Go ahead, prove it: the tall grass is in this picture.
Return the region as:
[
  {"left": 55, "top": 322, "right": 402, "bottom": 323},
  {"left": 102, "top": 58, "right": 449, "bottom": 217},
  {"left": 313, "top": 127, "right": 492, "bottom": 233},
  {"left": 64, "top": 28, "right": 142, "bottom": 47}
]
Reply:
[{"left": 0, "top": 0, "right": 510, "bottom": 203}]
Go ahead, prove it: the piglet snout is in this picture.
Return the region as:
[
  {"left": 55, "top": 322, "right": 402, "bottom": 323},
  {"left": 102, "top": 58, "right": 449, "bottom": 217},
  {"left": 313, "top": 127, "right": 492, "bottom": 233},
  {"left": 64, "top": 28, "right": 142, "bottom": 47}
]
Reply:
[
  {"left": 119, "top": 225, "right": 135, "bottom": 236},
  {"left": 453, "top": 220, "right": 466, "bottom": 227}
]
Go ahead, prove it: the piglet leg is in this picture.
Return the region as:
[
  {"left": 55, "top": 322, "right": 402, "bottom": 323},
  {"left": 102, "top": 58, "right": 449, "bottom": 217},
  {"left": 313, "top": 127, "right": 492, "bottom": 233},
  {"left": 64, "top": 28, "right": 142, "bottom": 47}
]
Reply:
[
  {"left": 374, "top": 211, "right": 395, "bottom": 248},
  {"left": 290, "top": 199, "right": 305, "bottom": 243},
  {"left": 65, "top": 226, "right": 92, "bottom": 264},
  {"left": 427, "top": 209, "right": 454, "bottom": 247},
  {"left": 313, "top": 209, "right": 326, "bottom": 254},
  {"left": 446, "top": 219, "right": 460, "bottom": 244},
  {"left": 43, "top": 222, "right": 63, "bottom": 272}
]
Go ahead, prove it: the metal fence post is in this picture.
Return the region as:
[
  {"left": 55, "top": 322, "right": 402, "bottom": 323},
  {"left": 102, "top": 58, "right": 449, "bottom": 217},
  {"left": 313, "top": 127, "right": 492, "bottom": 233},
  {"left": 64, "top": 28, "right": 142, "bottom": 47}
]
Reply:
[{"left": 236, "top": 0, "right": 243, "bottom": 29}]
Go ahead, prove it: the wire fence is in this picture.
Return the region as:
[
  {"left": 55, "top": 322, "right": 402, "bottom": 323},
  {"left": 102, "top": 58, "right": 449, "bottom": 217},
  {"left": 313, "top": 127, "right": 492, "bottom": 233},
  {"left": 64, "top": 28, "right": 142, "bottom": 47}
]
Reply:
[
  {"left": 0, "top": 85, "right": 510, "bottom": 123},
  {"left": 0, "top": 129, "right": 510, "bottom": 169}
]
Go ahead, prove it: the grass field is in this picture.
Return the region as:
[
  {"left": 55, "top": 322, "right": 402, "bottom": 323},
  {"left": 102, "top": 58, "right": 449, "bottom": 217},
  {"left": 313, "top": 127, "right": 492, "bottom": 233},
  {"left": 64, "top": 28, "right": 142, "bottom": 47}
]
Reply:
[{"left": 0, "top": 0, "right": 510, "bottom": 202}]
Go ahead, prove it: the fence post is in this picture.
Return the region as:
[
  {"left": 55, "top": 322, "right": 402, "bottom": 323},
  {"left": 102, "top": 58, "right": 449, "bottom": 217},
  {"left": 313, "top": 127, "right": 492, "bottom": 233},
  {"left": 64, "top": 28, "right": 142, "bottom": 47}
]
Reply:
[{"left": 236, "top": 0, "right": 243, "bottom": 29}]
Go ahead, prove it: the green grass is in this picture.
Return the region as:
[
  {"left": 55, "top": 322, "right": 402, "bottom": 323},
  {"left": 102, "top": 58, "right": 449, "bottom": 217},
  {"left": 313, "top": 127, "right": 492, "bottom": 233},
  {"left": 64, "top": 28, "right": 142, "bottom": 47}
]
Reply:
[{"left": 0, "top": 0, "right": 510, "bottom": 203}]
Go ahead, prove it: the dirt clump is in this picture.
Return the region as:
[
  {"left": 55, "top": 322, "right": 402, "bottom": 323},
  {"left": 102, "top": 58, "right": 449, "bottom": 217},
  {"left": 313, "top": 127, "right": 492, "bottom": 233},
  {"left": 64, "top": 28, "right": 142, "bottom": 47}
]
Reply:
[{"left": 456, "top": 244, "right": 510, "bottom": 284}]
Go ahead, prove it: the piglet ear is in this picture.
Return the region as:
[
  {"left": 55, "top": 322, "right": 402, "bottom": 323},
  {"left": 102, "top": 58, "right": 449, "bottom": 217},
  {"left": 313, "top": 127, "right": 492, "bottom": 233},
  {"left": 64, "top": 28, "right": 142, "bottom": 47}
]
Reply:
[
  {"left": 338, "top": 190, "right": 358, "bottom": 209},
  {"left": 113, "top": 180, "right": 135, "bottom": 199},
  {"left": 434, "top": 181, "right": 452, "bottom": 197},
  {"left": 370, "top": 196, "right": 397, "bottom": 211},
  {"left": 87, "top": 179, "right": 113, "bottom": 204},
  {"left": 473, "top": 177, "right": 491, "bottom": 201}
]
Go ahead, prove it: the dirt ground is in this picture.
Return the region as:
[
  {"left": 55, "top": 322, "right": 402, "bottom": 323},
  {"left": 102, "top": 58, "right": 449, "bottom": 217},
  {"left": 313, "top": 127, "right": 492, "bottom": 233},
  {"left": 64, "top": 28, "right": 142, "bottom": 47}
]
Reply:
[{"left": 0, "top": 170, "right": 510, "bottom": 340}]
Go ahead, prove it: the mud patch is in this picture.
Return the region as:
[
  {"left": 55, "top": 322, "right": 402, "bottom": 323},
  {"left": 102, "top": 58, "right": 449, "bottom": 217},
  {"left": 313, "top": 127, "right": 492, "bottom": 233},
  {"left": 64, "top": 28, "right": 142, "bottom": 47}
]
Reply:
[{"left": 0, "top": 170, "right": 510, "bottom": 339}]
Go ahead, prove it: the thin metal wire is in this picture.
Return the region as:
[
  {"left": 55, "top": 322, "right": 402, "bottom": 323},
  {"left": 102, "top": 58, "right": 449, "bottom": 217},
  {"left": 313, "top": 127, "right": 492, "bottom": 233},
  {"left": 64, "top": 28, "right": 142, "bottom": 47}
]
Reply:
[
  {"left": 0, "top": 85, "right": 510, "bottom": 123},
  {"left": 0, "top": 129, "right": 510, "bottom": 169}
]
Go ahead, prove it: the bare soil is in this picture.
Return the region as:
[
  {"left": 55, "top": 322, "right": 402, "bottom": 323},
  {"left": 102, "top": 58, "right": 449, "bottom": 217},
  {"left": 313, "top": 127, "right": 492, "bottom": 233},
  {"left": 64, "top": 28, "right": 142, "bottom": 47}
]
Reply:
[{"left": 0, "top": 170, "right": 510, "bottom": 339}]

* Objectif *
Extrayez des enregistrements chaque ligne contenant la chaîne « piglet », en tenant compte de la casse.

* Résultat obtenu *
Go ahead, prove it: the piglet snout is in this picture.
Go ahead, prove it: the piglet leg is in this picture.
Go ahead, prove it: the piglet ear is in this picture.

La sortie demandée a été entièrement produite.